* [Source material]:
begin
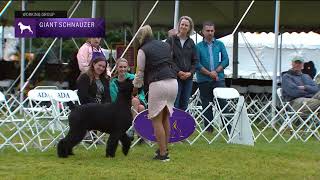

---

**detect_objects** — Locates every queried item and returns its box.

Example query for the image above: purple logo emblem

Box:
[15,18,105,38]
[134,108,196,143]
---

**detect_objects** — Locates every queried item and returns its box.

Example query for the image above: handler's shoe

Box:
[154,149,169,157]
[153,154,170,162]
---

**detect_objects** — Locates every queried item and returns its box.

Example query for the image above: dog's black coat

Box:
[57,80,133,157]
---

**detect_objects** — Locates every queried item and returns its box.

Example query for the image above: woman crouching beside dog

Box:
[77,53,111,144]
[110,58,147,142]
[133,25,178,161]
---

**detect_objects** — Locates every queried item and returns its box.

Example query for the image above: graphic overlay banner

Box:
[15,18,105,38]
[14,11,68,18]
[133,108,196,143]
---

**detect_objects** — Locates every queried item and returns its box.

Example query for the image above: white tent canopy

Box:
[191,32,320,79]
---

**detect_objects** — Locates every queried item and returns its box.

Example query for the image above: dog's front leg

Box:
[106,132,120,157]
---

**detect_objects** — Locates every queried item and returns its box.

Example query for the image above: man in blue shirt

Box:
[281,55,320,114]
[196,22,231,132]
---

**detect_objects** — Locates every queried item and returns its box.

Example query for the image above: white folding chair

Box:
[42,89,80,151]
[0,92,28,151]
[23,88,57,149]
[212,87,253,145]
[273,88,320,142]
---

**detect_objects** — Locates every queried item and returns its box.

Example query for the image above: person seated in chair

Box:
[281,55,320,114]
[110,58,147,142]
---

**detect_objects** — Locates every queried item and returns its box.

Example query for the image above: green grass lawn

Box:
[0,141,320,179]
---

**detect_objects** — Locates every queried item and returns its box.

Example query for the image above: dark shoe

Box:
[153,154,170,162]
[154,149,169,157]
[138,138,146,145]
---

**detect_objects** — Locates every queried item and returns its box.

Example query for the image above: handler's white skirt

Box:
[148,79,178,119]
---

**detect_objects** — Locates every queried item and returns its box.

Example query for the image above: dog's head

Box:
[119,79,133,102]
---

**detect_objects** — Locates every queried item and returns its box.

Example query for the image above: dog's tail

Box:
[57,139,68,158]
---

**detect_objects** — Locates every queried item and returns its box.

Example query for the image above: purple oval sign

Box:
[133,108,196,143]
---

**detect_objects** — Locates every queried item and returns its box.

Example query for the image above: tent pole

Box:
[231,1,239,79]
[279,32,283,82]
[232,0,254,35]
[111,1,159,74]
[20,0,26,103]
[173,0,180,29]
[232,31,239,79]
[91,0,97,18]
[272,0,280,112]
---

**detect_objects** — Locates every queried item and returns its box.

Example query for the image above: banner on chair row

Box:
[15,18,105,38]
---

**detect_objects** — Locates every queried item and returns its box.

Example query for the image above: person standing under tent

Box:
[196,21,231,134]
[77,38,111,77]
[133,25,178,162]
[77,56,111,144]
[166,16,198,111]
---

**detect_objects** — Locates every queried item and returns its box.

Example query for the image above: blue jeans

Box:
[174,79,193,111]
[198,80,231,133]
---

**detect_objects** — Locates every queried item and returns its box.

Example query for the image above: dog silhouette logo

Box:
[18,22,33,34]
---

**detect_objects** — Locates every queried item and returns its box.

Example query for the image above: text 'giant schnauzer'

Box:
[57,80,133,157]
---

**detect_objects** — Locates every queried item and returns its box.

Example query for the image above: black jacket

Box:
[77,73,111,104]
[140,39,177,84]
[166,35,198,78]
end
* [Written request]: Can you rewrite the records, starting at the beginning and ending with the line containing "[191,32,320,79]" (include that line), keeping every line but multiplying each box coordinate by 0.6 and rounding to whole numbers, with halves rounded up? Leave the pictures out.

* [Solution to this exercise]:
---

**detect_objects** — Locates every queried item and returns its box.

Example query for the image above: purple logo emblem

Box:
[9,11,63,23]
[80,65,118,86]
---

**detect_objects** — Locates every queried item and returns its box.

Example query for the image above: handler's shoe

Box:
[92,89,101,94]
[92,92,102,97]
---

**detect_objects** — Locates every queried item and returns its box.

Example query for the image above: dog's black coat

Box:
[34,48,80,94]
---

**detect_objects** — Locates every queried item and returns its box.

Example query for the image above: woman crouching beside dog

Box:
[46,32,67,86]
[66,35,88,85]
[80,15,107,97]
---

**detect_objects** — Locates every queried item and returns its box.

Example query for the image above: graphic overlay banner

Box:
[9,11,63,23]
[8,7,41,11]
[80,65,118,86]
---

**detect_objects** — Locates every queried item and returns its box.

Example query for the image above: white tent canopy

Box:
[115,19,192,47]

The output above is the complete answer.